--- TASK OBJECTIVE ---
Rewrite every entry below with "top-left corner" changed to "upper-left corner" and all other text left as it is. Omit the pictures from your version.

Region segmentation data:
========================================================================

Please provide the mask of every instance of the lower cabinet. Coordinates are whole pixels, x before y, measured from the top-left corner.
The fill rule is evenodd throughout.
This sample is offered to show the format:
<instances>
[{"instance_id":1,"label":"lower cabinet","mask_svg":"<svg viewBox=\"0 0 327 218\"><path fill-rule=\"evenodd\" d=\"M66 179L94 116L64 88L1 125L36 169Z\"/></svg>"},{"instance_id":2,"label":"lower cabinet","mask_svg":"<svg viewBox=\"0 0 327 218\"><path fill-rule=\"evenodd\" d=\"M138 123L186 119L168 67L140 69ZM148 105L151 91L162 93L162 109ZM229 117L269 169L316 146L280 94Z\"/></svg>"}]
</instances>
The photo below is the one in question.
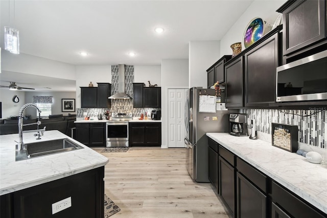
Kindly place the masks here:
<instances>
[{"instance_id":1,"label":"lower cabinet","mask_svg":"<svg viewBox=\"0 0 327 218\"><path fill-rule=\"evenodd\" d=\"M218 146L217 146L218 147ZM211 147L208 148L208 158L209 160L209 180L216 188L217 192L218 189L218 153Z\"/></svg>"},{"instance_id":2,"label":"lower cabinet","mask_svg":"<svg viewBox=\"0 0 327 218\"><path fill-rule=\"evenodd\" d=\"M219 197L231 217L327 217L325 213L209 138L208 146L209 180L215 186L218 184Z\"/></svg>"},{"instance_id":3,"label":"lower cabinet","mask_svg":"<svg viewBox=\"0 0 327 218\"><path fill-rule=\"evenodd\" d=\"M271 182L271 193L272 208L274 209L272 217L294 217L296 218L322 218L326 214L311 206L308 203L277 184ZM278 205L277 207L276 206ZM272 209L273 212L273 209ZM282 216L279 216L279 214ZM277 215L276 215L277 214Z\"/></svg>"},{"instance_id":4,"label":"lower cabinet","mask_svg":"<svg viewBox=\"0 0 327 218\"><path fill-rule=\"evenodd\" d=\"M235 217L235 169L219 156L219 194L232 217Z\"/></svg>"},{"instance_id":5,"label":"lower cabinet","mask_svg":"<svg viewBox=\"0 0 327 218\"><path fill-rule=\"evenodd\" d=\"M130 122L128 124L129 146L161 146L161 122Z\"/></svg>"},{"instance_id":6,"label":"lower cabinet","mask_svg":"<svg viewBox=\"0 0 327 218\"><path fill-rule=\"evenodd\" d=\"M104 167L1 195L6 218L104 217ZM71 197L72 206L53 214L52 204Z\"/></svg>"},{"instance_id":7,"label":"lower cabinet","mask_svg":"<svg viewBox=\"0 0 327 218\"><path fill-rule=\"evenodd\" d=\"M274 203L271 203L271 218L291 218L284 211L276 205Z\"/></svg>"},{"instance_id":8,"label":"lower cabinet","mask_svg":"<svg viewBox=\"0 0 327 218\"><path fill-rule=\"evenodd\" d=\"M75 123L76 140L88 146L105 146L105 123Z\"/></svg>"},{"instance_id":9,"label":"lower cabinet","mask_svg":"<svg viewBox=\"0 0 327 218\"><path fill-rule=\"evenodd\" d=\"M238 217L267 217L267 197L239 172L236 173Z\"/></svg>"}]
</instances>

========================================================================

--- ANSWER TO THIS TASK ---
Please provide the mask of every instance of the lower cabinet. Coordinates are whole pixels, x before y, measured from the upper-left corner.
The fill rule is evenodd throughout.
This sample is offered to show the format:
<instances>
[{"instance_id":1,"label":"lower cabinet","mask_svg":"<svg viewBox=\"0 0 327 218\"><path fill-rule=\"evenodd\" d=\"M66 179L94 116L64 88L1 125L36 169Z\"/></svg>"},{"instance_id":2,"label":"lower cabinet","mask_svg":"<svg viewBox=\"0 0 327 218\"><path fill-rule=\"evenodd\" d=\"M138 123L186 119L168 67L140 69ZM148 105L151 91L162 93L162 109ZM229 117L269 169L316 146L280 94Z\"/></svg>"}]
</instances>
The photo below is the one in question.
Kindly place the masks here:
<instances>
[{"instance_id":1,"label":"lower cabinet","mask_svg":"<svg viewBox=\"0 0 327 218\"><path fill-rule=\"evenodd\" d=\"M218 146L217 146L218 147ZM211 147L208 148L208 158L209 160L209 180L216 188L217 192L218 189L218 153Z\"/></svg>"},{"instance_id":2,"label":"lower cabinet","mask_svg":"<svg viewBox=\"0 0 327 218\"><path fill-rule=\"evenodd\" d=\"M219 197L231 217L327 217L325 213L209 138L208 146L209 180L215 186L218 184Z\"/></svg>"},{"instance_id":3,"label":"lower cabinet","mask_svg":"<svg viewBox=\"0 0 327 218\"><path fill-rule=\"evenodd\" d=\"M271 182L271 193L272 208L274 209L272 217L294 217L296 218L322 218L326 214L311 206L308 203L277 184ZM278 205L277 207L276 206ZM272 209L273 212L273 209ZM282 216L279 216L279 214ZM277 215L276 215L277 214Z\"/></svg>"},{"instance_id":4,"label":"lower cabinet","mask_svg":"<svg viewBox=\"0 0 327 218\"><path fill-rule=\"evenodd\" d=\"M235 217L235 169L219 156L219 194L232 217Z\"/></svg>"},{"instance_id":5,"label":"lower cabinet","mask_svg":"<svg viewBox=\"0 0 327 218\"><path fill-rule=\"evenodd\" d=\"M130 122L128 124L129 146L161 146L161 122Z\"/></svg>"},{"instance_id":6,"label":"lower cabinet","mask_svg":"<svg viewBox=\"0 0 327 218\"><path fill-rule=\"evenodd\" d=\"M104 167L1 195L6 218L104 217ZM71 197L72 206L53 214L52 204Z\"/></svg>"},{"instance_id":7,"label":"lower cabinet","mask_svg":"<svg viewBox=\"0 0 327 218\"><path fill-rule=\"evenodd\" d=\"M274 203L271 203L271 218L291 218L284 211L276 205Z\"/></svg>"},{"instance_id":8,"label":"lower cabinet","mask_svg":"<svg viewBox=\"0 0 327 218\"><path fill-rule=\"evenodd\" d=\"M75 123L76 140L88 146L105 146L105 123Z\"/></svg>"},{"instance_id":9,"label":"lower cabinet","mask_svg":"<svg viewBox=\"0 0 327 218\"><path fill-rule=\"evenodd\" d=\"M238 217L267 217L267 197L239 172L236 173Z\"/></svg>"}]
</instances>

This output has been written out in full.